Written problem. Which rows contain the word "instance"? Pick out each of them and copy it in full.

Records provided.

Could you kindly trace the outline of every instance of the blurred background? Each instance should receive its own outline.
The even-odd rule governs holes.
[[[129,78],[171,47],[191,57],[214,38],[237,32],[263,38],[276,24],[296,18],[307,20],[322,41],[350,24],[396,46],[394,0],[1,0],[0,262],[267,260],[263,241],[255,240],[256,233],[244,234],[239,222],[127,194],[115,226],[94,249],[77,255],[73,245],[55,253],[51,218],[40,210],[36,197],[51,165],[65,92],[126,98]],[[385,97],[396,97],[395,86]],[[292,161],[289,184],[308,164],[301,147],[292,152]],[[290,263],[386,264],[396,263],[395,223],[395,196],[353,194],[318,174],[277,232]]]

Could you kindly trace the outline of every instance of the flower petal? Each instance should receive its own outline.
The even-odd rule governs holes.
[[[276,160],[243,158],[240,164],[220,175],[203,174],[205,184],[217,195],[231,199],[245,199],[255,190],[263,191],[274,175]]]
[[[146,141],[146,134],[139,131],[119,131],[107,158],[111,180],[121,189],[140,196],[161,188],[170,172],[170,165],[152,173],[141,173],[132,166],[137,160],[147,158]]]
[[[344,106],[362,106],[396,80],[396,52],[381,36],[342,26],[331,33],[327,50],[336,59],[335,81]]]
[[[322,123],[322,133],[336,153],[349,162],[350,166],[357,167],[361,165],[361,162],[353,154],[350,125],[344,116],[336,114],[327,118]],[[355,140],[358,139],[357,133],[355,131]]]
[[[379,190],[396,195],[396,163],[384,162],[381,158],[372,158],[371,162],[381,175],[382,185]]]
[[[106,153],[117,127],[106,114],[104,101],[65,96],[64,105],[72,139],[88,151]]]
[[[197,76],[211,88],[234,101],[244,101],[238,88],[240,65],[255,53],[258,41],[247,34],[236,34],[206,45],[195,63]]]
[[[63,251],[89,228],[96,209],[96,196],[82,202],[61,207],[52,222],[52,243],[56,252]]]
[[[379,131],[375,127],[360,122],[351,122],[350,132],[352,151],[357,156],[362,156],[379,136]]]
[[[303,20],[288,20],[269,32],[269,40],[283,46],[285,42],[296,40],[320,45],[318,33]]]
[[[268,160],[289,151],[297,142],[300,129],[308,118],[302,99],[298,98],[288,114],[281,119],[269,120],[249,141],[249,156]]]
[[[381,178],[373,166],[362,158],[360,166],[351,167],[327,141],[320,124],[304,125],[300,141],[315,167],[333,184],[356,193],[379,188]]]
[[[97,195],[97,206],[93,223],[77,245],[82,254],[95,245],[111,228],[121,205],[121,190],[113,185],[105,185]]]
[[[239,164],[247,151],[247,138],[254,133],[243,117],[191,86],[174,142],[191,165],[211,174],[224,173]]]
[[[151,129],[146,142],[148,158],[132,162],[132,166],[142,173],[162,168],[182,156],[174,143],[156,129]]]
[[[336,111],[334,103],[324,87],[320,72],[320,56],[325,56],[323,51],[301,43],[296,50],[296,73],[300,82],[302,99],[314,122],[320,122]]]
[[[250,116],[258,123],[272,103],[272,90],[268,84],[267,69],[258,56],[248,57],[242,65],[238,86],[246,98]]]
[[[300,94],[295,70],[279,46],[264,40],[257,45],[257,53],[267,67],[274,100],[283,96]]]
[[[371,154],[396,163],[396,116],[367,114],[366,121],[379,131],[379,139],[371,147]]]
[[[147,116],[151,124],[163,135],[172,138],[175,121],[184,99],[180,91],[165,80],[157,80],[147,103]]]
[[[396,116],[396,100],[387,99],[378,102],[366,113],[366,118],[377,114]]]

Result of this exercise.
Could you kindly trace the outline of every instance of the blurred background? Each instance should receive its own outline.
Could you kindly trace the outline of every instance of the flower petal? Each instance should receive its own outline.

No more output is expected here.